─── PASSAGE GIVEN ───
Friday, February 22, 2008

On the decriminalization of prostitution....

Lurking in the shadows since 2006, the prostitution debate is back. From what I've seen, the argument for decriminalization has yet to really change in the past two years: Legalize prostitution to protect women. Proponents generally argue that prostitution, when no longer a criminal act, can in fact benefit women financially, and that just as long as it is made safe and secure, the net result is positive for society as a whole.

There are several problems with this argument that I should first address. For starters, how to make prostitution 'safe and secure' is notoriously unclear, as there is no fool proof way to prevent the spread of STI's and guarantee the safety of the prostitute. Second, the number of 'successful' prostitutes is infinitesimal to the amount of 'unsuccessful' prostitutes, even in countries like Germany and the Netherlands that have decriminalization. Third, the creation of First World prostitution zones provides a legitimate outlet for human traffickers worldwide. There's a lot more to be said, but I'd like draw attention to the one person who isn't discussed: The john.
─── SUPPLIED INFORMATION ───
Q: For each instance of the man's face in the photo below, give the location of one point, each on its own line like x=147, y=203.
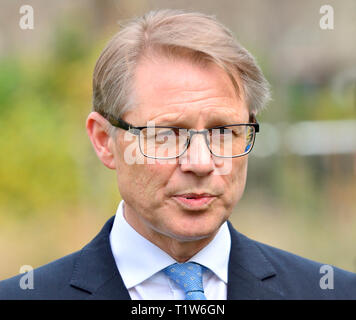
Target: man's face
x=177, y=92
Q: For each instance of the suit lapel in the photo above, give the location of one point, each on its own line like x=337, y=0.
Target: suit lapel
x=250, y=275
x=95, y=270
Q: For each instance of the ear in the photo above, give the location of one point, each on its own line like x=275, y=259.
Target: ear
x=97, y=129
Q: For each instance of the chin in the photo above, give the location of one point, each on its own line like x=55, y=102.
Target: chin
x=187, y=235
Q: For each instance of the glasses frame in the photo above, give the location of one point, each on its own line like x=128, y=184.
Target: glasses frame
x=122, y=124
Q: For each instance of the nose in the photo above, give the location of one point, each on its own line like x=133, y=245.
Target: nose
x=197, y=158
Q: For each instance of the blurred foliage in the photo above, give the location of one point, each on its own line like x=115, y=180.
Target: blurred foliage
x=54, y=190
x=44, y=101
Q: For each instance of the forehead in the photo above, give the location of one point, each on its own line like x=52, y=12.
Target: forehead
x=178, y=90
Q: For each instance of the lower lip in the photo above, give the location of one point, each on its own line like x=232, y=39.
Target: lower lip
x=195, y=204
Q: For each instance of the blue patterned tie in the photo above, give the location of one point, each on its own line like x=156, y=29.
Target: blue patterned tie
x=188, y=276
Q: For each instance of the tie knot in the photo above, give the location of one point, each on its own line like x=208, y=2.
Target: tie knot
x=189, y=277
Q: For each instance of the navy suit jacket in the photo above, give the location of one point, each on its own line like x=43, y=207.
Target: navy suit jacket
x=256, y=271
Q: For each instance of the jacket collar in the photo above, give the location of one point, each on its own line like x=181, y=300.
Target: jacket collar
x=95, y=270
x=250, y=274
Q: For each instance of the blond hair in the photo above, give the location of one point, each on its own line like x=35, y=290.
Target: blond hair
x=172, y=32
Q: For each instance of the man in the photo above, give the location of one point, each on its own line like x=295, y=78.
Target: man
x=175, y=99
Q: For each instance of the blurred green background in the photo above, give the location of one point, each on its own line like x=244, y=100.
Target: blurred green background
x=301, y=192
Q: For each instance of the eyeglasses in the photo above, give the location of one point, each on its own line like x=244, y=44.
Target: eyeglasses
x=166, y=142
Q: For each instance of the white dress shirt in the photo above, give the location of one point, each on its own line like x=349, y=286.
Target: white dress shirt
x=140, y=263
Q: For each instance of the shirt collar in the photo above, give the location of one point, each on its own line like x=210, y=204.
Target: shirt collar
x=135, y=267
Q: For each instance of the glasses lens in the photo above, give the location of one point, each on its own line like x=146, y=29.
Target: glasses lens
x=231, y=141
x=163, y=143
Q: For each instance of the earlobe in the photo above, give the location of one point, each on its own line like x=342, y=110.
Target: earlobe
x=97, y=129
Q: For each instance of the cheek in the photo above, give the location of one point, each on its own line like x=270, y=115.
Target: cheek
x=238, y=179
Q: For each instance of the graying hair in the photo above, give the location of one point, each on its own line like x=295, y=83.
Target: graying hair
x=172, y=32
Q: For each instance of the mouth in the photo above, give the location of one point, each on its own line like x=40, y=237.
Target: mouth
x=194, y=201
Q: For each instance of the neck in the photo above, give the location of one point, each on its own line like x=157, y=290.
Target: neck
x=179, y=249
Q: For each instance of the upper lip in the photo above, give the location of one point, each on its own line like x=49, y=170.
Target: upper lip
x=194, y=195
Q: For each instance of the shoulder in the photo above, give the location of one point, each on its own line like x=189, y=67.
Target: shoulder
x=294, y=276
x=50, y=281
x=308, y=279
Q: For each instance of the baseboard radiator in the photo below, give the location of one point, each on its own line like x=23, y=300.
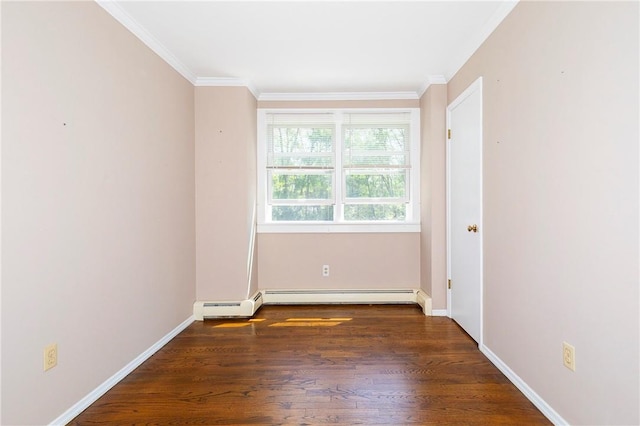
───
*WHAT TO DO*. Please reproduce the text above on decriminalizing prostitution word for word, between "There are several" and "discussed: The john.", inclusive.

*RESPONSE TO THIS TASK*.
There are several problems with this argument that I should first address. For starters, how to make prostitution 'safe and secure' is notoriously unclear, as there is no fool proof way to prevent the spread of STI's and guarantee the safety of the prostitute. Second, the number of 'successful' prostitutes is infinitesimal to the amount of 'unsuccessful' prostitutes, even in countries like Germany and the Netherlands that have decriminalization. Third, the creation of First World prostitution zones provides a legitimate outlet for human traffickers worldwide. There's a lot more to be said, but I'd like draw attention to the one person who isn't discussed: The john.